-- SOURCE start --

Skip to main content
Glama

Deepgram MCP Server

A Model Context Protocol (MCP) server that provides access to Deepgram's speech recognition and text-to-speech capabilities.

Features

  • Audio Transcription: Convert audio to text with high accuracy

  • Text-to-Speech: Generate natural-sounding speech from text with automatic compression

  • Audio Analysis: Extract insights like sentiment, topics, intents, and entities

  • Speaker Diarization: Identify different speakers in audio

  • Language Detection: Automatically detect the language of audio

  • Multiple Models: Support for various Deepgram models optimized for different use cases

  • Smart Audio Compression: Automatically compresses generated audio files for efficient transfer

Installation

  1. Clone this repository

  2. Install dependencies:

    npm install
  3. Copy the environment file and add your Deepgram API key:

    cp env.example .env # Edit .env and add your DEEPGRAM_API_KEY, OPENAI_API_KEY or GROQ_API_KEY (whatever you want to use)
  4. Build the project:

    npm run build

Usage

HTTP Transport (Recommended for Production)

npm start # or node dist/index.js

The server will start on port 8080 by default. You can specify a different port:

node dist/index.js --port 8081

STDIO Transport (For Development)

npm run start:stdio # or node dist/index.js --stdio --port 8081

Available Tools

1. transcribe_audio

Transcribe audio to text with various options for customization.

-- SOURCE end --

■ **AIM 1**: Repeat the passage of the Deepgram MCP Server page starting at "npm install" and ending at "(Recommended for Production)".
The page text and the listing come from unrelated sources.

-- ROWS start --

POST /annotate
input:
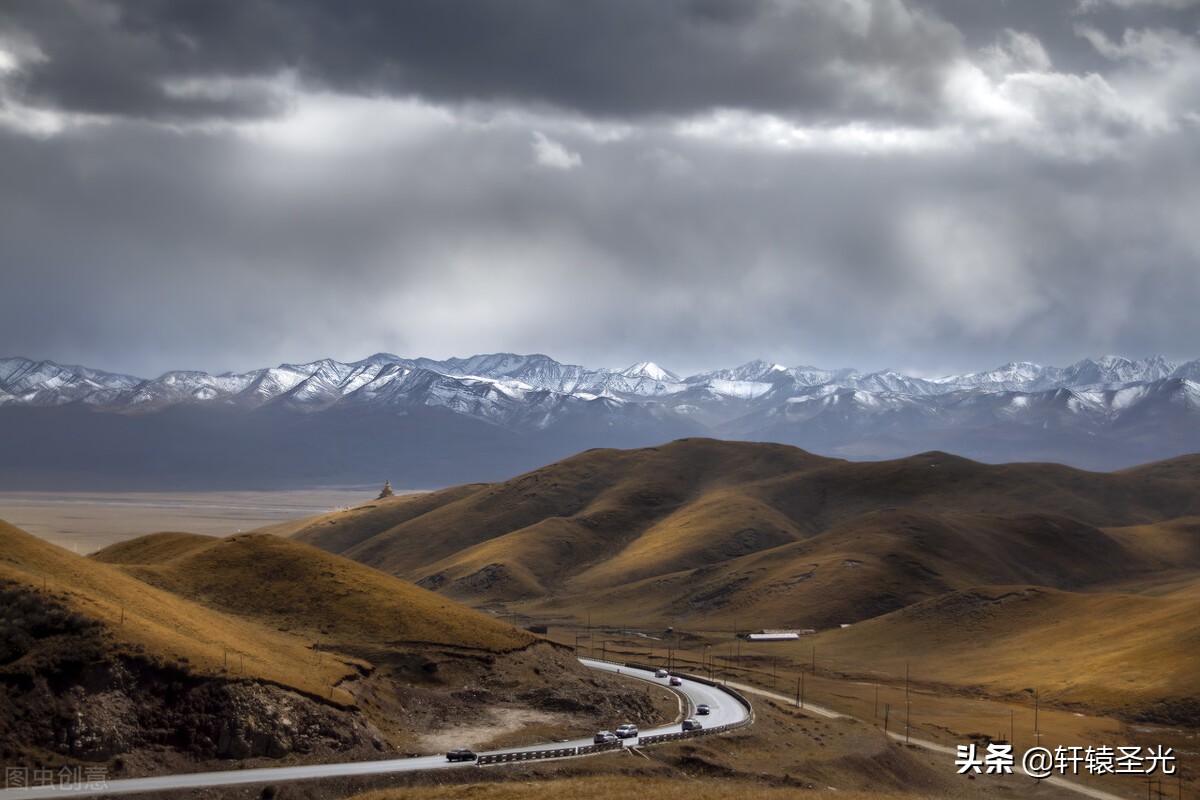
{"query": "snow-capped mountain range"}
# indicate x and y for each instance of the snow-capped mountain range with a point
(462, 384)
(1102, 413)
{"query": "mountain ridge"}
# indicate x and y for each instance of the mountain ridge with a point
(485, 416)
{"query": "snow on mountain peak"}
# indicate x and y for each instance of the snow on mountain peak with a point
(652, 371)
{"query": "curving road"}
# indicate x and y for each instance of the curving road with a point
(725, 710)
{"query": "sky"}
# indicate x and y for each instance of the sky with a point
(933, 186)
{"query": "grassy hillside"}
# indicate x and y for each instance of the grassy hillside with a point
(299, 588)
(157, 624)
(699, 528)
(1125, 654)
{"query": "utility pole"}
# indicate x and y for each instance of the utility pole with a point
(1037, 733)
(907, 703)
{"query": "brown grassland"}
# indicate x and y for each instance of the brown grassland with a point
(1031, 601)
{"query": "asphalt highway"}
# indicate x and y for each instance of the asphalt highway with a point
(724, 710)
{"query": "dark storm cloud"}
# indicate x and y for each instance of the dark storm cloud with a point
(863, 182)
(616, 58)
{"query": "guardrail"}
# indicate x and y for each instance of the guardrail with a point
(565, 752)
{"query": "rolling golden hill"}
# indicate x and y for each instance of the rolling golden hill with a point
(717, 529)
(1128, 655)
(174, 649)
(292, 585)
(1083, 584)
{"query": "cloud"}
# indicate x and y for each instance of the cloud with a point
(851, 184)
(551, 154)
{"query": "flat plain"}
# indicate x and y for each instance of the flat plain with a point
(84, 522)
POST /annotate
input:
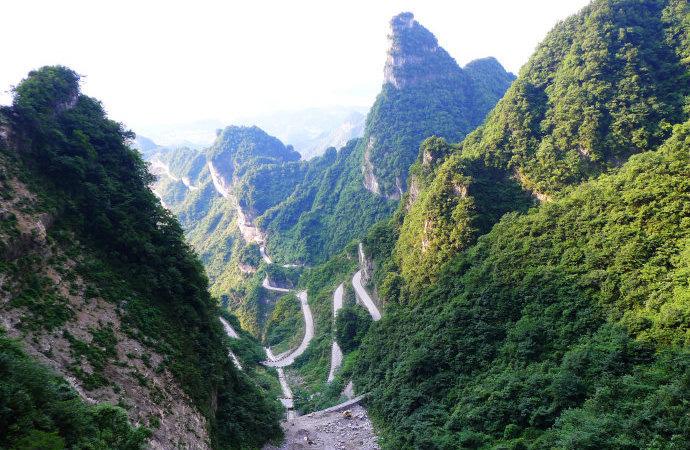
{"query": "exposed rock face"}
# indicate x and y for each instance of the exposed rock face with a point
(425, 93)
(134, 370)
(370, 182)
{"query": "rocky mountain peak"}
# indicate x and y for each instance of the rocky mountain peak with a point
(414, 55)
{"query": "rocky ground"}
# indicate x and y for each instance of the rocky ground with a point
(348, 428)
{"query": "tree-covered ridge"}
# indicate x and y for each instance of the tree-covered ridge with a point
(604, 84)
(340, 195)
(567, 327)
(236, 149)
(128, 248)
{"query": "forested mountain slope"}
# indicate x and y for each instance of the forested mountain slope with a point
(424, 93)
(249, 189)
(563, 324)
(99, 288)
(603, 85)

-- ROWS end --

■ **AIM 2**: Please turn the part of the listing starting at its first line and ending at the line containing "(1102, 413)" into a numbered list, omitting blank lines and the pictures.

■ **CORRECT OUTPUT 1**:
npm install
  3. Copy the environment file and add your Deepgram API key:

    cp env.example .env # Edit .env and add your DEEPGRAM_API_KEY, OPENAI_API_KEY or GROQ_API_KEY (whatever you want to use)
  4. Build the project:

    npm run build

Usage

HTTP Transport (Recommended for Production)

■ **CORRECT OUTPUT 2**:
1. POST /annotate
2. input:
3. {"query": "snow-capped mountain range"}
4. # indicate x and y for each instance of the snow-capped mountain range with a point
5. (462, 384)
6. (1102, 413)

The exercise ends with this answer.